## Do this
Count the lines in the data below that contain the word "above" and reply with that number alone.

## Exercise materials
_ _ _ _ _
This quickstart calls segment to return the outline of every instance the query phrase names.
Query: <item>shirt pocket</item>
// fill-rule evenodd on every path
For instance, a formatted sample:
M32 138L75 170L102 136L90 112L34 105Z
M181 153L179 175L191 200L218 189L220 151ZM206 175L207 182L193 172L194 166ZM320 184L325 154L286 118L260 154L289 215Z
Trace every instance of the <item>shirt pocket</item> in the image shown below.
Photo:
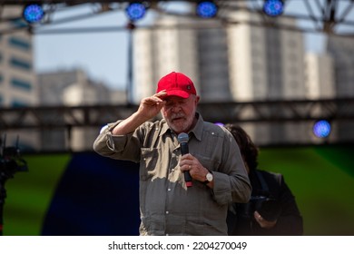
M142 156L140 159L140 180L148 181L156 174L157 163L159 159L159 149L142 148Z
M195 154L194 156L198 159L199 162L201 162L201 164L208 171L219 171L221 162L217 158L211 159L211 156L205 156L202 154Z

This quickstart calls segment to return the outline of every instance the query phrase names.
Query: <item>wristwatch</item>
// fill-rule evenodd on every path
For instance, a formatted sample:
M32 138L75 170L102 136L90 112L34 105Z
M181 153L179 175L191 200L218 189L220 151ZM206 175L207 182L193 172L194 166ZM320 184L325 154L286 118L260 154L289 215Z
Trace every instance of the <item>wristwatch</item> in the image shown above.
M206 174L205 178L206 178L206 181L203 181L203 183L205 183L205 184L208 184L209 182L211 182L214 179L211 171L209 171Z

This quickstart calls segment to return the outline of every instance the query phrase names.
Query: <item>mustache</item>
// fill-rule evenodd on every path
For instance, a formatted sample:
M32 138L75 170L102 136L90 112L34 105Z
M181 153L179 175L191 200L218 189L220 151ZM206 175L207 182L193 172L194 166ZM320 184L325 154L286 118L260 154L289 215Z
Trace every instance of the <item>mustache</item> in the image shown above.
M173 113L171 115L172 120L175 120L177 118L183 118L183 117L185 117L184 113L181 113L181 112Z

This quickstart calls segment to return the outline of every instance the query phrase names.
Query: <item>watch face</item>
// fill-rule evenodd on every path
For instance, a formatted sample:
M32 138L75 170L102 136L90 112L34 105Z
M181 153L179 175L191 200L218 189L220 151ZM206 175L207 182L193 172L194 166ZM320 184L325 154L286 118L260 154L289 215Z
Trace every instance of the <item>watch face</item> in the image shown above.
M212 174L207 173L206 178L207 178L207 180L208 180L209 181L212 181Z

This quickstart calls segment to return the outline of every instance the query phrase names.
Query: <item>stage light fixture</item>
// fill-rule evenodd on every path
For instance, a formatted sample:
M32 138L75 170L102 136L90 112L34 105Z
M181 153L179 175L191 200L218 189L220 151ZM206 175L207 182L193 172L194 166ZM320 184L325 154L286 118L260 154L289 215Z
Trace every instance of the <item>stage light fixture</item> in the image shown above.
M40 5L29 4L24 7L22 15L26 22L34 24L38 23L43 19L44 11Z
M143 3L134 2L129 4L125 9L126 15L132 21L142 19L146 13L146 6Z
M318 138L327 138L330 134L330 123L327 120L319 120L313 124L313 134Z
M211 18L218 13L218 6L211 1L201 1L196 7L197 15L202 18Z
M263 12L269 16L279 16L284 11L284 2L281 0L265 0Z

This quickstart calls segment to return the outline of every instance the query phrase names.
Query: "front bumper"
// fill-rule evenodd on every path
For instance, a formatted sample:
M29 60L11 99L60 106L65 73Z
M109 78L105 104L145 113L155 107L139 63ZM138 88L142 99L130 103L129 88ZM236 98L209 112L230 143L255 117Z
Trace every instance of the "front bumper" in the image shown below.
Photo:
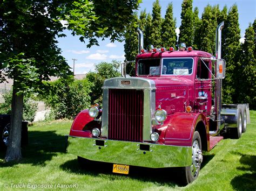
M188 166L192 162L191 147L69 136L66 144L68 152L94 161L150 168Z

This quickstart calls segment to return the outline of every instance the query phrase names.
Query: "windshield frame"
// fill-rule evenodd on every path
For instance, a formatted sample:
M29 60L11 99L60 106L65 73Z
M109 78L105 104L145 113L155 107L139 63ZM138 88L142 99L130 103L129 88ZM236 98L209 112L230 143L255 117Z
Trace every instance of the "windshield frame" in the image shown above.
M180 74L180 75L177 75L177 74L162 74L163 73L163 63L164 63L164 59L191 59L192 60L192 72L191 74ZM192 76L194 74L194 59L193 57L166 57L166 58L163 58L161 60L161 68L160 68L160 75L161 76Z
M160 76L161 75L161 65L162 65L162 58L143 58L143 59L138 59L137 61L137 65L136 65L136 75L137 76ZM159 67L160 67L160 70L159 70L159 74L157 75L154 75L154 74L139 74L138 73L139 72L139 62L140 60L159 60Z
_ _ _ _ _
## Exercise response
5